**Exercise aim:** Set down the material below word for word, excluding the pictures.

··········

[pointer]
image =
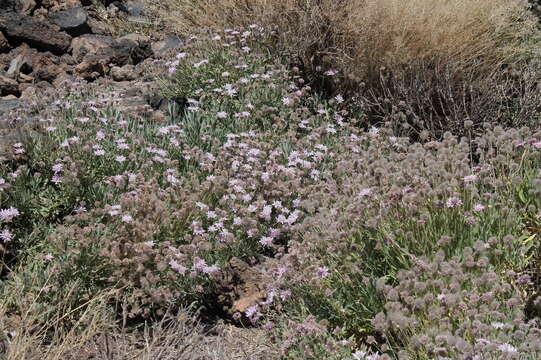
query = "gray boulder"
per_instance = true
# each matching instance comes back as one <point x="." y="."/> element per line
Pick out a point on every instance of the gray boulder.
<point x="161" y="48"/>
<point x="8" y="86"/>
<point x="19" y="28"/>
<point x="73" y="21"/>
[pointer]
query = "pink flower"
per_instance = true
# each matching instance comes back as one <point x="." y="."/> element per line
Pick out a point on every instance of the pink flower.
<point x="266" y="240"/>
<point x="454" y="202"/>
<point x="6" y="235"/>
<point x="211" y="269"/>
<point x="177" y="267"/>
<point x="56" y="179"/>
<point x="365" y="192"/>
<point x="322" y="272"/>
<point x="470" y="178"/>
<point x="8" y="214"/>
<point x="478" y="207"/>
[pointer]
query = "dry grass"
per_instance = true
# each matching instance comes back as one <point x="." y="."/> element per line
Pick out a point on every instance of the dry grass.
<point x="362" y="36"/>
<point x="92" y="331"/>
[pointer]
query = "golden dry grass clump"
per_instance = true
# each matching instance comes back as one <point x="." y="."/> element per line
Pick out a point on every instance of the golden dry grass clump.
<point x="361" y="36"/>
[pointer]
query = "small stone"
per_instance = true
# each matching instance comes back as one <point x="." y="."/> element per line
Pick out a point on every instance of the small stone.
<point x="4" y="44"/>
<point x="35" y="33"/>
<point x="124" y="73"/>
<point x="8" y="86"/>
<point x="19" y="64"/>
<point x="161" y="48"/>
<point x="88" y="44"/>
<point x="73" y="21"/>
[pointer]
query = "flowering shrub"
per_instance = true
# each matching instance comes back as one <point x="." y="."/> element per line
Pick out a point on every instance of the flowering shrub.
<point x="321" y="204"/>
<point x="457" y="308"/>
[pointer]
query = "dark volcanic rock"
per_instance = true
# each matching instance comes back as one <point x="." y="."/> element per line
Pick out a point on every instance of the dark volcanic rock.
<point x="8" y="5"/>
<point x="4" y="44"/>
<point x="89" y="44"/>
<point x="73" y="21"/>
<point x="161" y="48"/>
<point x="40" y="34"/>
<point x="127" y="50"/>
<point x="8" y="86"/>
<point x="22" y="63"/>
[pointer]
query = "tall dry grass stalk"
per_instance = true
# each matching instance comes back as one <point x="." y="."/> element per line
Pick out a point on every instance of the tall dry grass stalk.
<point x="364" y="35"/>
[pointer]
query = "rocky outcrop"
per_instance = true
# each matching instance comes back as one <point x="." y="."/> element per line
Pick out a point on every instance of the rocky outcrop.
<point x="73" y="20"/>
<point x="19" y="28"/>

··········

**Result for this exercise:**
[pointer]
image =
query = "gray boulder"
per_instance = true
# each matching instance comes back as one <point x="." y="."/> element per line
Pick out a point on every instance of the gray boulder.
<point x="161" y="48"/>
<point x="8" y="86"/>
<point x="19" y="28"/>
<point x="73" y="21"/>
[pointer]
query = "pink flower"
per_instance = true
# each matching instance comes back as one <point x="." y="."/> element per line
Pick out a point on every instance of the pink flower.
<point x="266" y="240"/>
<point x="454" y="202"/>
<point x="6" y="235"/>
<point x="211" y="269"/>
<point x="177" y="267"/>
<point x="56" y="179"/>
<point x="365" y="192"/>
<point x="322" y="272"/>
<point x="470" y="178"/>
<point x="8" y="214"/>
<point x="478" y="207"/>
[pointer]
query = "dry grass"
per_instance = true
# each matching instance comes back as one <point x="." y="."/> element per line
Pick out a point on every instance of the dry grass.
<point x="362" y="36"/>
<point x="92" y="331"/>
[pointer]
query = "golden dry grass clump"
per_instance = true
# each matching instance comes back as one <point x="." y="."/> element per line
Pick out a point on every instance of the golden dry grass clump.
<point x="361" y="36"/>
[pointer]
query = "small stone"
per_instance = true
# each matching instance comes back as one <point x="." y="."/> element per line
Pick out a point on every instance of the small stone.
<point x="4" y="44"/>
<point x="35" y="33"/>
<point x="124" y="73"/>
<point x="8" y="86"/>
<point x="19" y="64"/>
<point x="161" y="48"/>
<point x="88" y="44"/>
<point x="73" y="21"/>
[pointer]
query = "flowering shrub"
per_instance = true
# each matching instance comes back as one <point x="." y="."/> element per line
Pick out a point on every instance of the flowering shrub.
<point x="321" y="204"/>
<point x="457" y="308"/>
[pointer]
query = "dark volcanic rock"
per_instance = true
# each matching instance comes back as one <point x="." y="."/> element per line
Pick out a point on every instance of the dark volcanic rock.
<point x="8" y="5"/>
<point x="4" y="44"/>
<point x="89" y="44"/>
<point x="73" y="21"/>
<point x="161" y="48"/>
<point x="40" y="34"/>
<point x="127" y="50"/>
<point x="8" y="86"/>
<point x="22" y="63"/>
[pointer]
query = "tall dry grass stalk"
per_instance = true
# each matching instance comes back as one <point x="." y="."/> element per line
Pick out a point on every instance of the tall dry grass stalk.
<point x="364" y="35"/>
[pointer]
query = "rocky outcrop"
per_instance = true
# each matching instance comes back as one <point x="." y="."/> element per line
Pick out a point on every instance of the rocky outcrop.
<point x="73" y="20"/>
<point x="19" y="28"/>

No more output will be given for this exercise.